:: Zitierter Text
Während meines Philosophie-Studiums an der Uni Wien in den 1990er-Jahren musste man in jeder wichtigen Prüfung irgendwas von Immanuel Kant sagen. Ich empfand das als Kant-Krankheit der Prüfenden, denn ein Vierteljahrtausend ist eine lange Zeit und die gegenwärtige Gesellschaft tickt ganz anders. Wirklich?
Vereinfacht gesagt kann der Einzelne nach Kant in drei aufeinander aufbauenden Stufen zur Erkenntnis kommen:
1. durch den Sinnesapparat kommt er zu ANSCHAUUNGEN,
2. ein Verstehen dieser Anschauungen im Rahmen einfacher Begriffe heißt VERSTAND und
3. durch das Anwenden von logischen Prinzipien durch eine reine, das heißt ohne Vorerfahrungen gefärbte, VERNUNFT.
Um zu tragfähigen Erkenntnissen zu kommen, muss nach Kant im Rahmen von Experimenten auf dieser dritten Stufe die Vernunft mit ihren Prinzipien „an die Natur gehen“. So Kant in den erklärenden Vorbemerkungen im seinem bedeutendsten Werk Kritik der reinen Vernunft. C.F.
Weizsäcker hat das im 20. Jahrhundert verschärft: Die Natur ist zu verhören. Im Sinne von zwingen, drücken, ja vielleicht sogar, ihr die Daumenschrauben anzulegen. So gequält, gibt die Natur Wahrheiten preis.
Die Natur hat den Spieß umgedreht. Sie experimentiert mit uns. In einem globalen einfaktoriellen Experimentaldesign mit dem Corana-Virus als unabhängige Variable werden wir Menschen getestet. Wir befinden uns im Schwitzkasten des Virus. Und sehen, was wir alles nicht können.
Wir - das ist die gegenwärtige Menschheit, die auf dem Spielfeld, nein, auf dem Schlachtfeld teils überlappender, teils differierender Weltanschauungen lebt: Kulturelle Anschauungen wir Individualismus, Tribalismus, Sozialismus, Liberalismus, Islamismus etc. Erste grundlegende Erkenntnisse sind da.
Und da schauen wir Westler (grob gesagt: Vertreter europäischer und nordamerikanischer Kultur/Zivilisation) schlecht aus.
Was sich in den USA an Ignoranz und Nichtwissenwollen abspielt, ist reine Karikatur. Die europäischen Gesellschaften sind nur mäßig besser. Die fernöstlich-asiatischen Gesellschaften kommen aufgrund ihrer Achtung für die Gemeinschaft deutlich besser mit der Pandemie zurecht.
Der westliche Vorsprung der letzten 400 Jahre, beruhend auf Wettbewerb, Wissenschaft und Technik (z.B. Waffen), ist weg. Das damit zusammenhängende „weiße“ Überlegenheitsgefühl stellt sich im 21. Jahrhundert als unberechtigt heraus.
Nach Kant leben und kämpfen wir nach wie vor auf der ersten Stufe der Erkenntnis, den Anschauungen. Sad, so sad. Ich muss Abbitte bei Kant leisten – sein Schema ist fruchtbar.
::::
**Deine Aufgabe 1:**
Drucke aus dem zitierten Text die Stelle ab, die mit „Wir - das ist“ beginnt und bis einschließlich „der Pandemie zurecht.“ reicht.
**Deine Aufgabe 2:**
Erkläre in ein bis drei Sätzen, warum die fernöstlich-asiatischen Gesellschaften laut dem zitierten Text besser mit der Pandemie zurechtkommen.
Die Auflistung hat mit dem zitierten Text nichts zu tun.
:: Die Daten
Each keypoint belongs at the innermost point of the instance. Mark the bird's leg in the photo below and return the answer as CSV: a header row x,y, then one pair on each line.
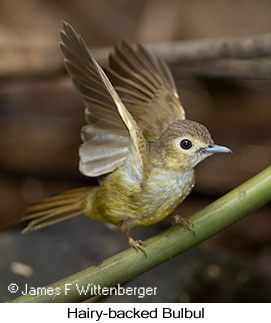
x,y
136,244
187,224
::::
**Deine Antwort 1:**
Wir - das ist die gegenwärtige Menschheit, die auf dem Spielfeld, nein, auf dem Schlachtfeld teils überlappender, teils differierender Weltanschauungen lebt: Kulturelle Anschauungen wir Individualismus, Tribalismus, Sozialismus, Liberalismus, Islamismus etc. Erste grundlegende Erkenntnisse sind da.
Und da schauen wir Westler (grob gesagt: Vertreter europäischer und nordamerikanischer Kultur/Zivilisation) schlecht aus.
Was sich in den USA an Ignoranz und Nichtwissenwollen abspielt, ist reine Karikatur. Die europäischen Gesellschaften sind nur mäßig besser. Die fernöstlich-asiatischen Gesellschaften kommen aufgrund ihrer Achtung für die Gemeinschaft deutlich besser mit der Pandemie zurecht.

**Deine Antwort 2:**
Sie kommen deutlich besser mit der Pandemie zurecht, weil sie die Gemeinschaft achten.